Dataset records
::::::

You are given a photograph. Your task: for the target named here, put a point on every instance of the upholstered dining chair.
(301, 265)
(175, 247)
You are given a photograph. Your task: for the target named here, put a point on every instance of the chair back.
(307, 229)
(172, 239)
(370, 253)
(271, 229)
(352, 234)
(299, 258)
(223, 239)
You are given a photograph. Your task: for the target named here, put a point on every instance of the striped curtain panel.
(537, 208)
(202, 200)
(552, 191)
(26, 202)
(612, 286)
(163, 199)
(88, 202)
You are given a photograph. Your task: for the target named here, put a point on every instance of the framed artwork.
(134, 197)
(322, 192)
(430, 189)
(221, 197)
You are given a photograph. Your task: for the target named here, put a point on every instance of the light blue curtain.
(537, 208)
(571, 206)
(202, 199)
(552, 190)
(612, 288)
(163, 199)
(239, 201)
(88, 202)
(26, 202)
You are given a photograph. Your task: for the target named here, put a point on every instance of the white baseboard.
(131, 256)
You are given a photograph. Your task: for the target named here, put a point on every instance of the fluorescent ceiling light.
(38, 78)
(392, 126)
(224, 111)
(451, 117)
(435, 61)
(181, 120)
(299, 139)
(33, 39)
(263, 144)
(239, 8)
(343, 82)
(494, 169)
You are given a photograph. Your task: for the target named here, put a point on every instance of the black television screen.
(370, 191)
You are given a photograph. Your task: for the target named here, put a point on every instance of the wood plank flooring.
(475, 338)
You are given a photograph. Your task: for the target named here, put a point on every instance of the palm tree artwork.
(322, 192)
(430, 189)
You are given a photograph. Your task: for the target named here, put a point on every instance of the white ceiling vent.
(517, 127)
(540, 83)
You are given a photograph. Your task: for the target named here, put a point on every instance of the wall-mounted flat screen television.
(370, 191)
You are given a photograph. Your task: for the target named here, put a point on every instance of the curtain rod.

::::::

> _What you will do_:
Retype the records in full. Keep every line identical to the original.

> _Exercise output_:
You are given a photograph. Your task: for the target named here, put a point on every instance of the upholstered dining chair.
(301, 265)
(175, 247)
You are given a photograph. Your task: for the target named here, put a point on every instance of the chair back.
(307, 229)
(172, 239)
(370, 253)
(271, 229)
(352, 234)
(299, 258)
(223, 239)
You are given a photograph. Your task: for the target named here, put a point on every instance of the striped curtain panel.
(537, 208)
(202, 200)
(552, 191)
(26, 202)
(612, 286)
(163, 199)
(88, 202)
You are given a photograph. Your task: for the target named here, put a point on every instance of the framed artwork.
(134, 197)
(322, 192)
(430, 189)
(221, 197)
You are given a photograph. Your task: for the target named here, put a point on every instance of the light blue curtain.
(537, 208)
(571, 206)
(202, 199)
(552, 190)
(612, 288)
(163, 199)
(239, 201)
(88, 202)
(26, 202)
You are given a photograph. Your task: for the target named here, put a point on every instance of the white baseboard.
(131, 256)
You are given a photograph. Your task: for the target named here, put a point on every instance of the fluorescent ceiling light.
(38, 78)
(392, 126)
(224, 111)
(451, 117)
(435, 61)
(181, 120)
(299, 139)
(33, 39)
(263, 144)
(239, 8)
(343, 82)
(494, 169)
You are given a photograph. Your task: for the target named here, put a point on every instance of the black television screen.
(370, 191)
You are given a photograph. Your task: for the target named here, put a point on every instance of the wood plank flooring.
(475, 338)
You are given a photograph. Your task: for the target named here, put a point on every instance of the palm tree artwork.
(322, 192)
(430, 189)
You are given a photograph. Your task: for the target named here, put a point on every instance of the white ceiling vent.
(517, 127)
(540, 83)
You are given a photograph. Your task: for the target named here, put a point on every instance of the wall-mounted flat screen television.
(370, 191)
You are given a photograph. Your task: for the target named here, put a point on every instance of the curtain rod.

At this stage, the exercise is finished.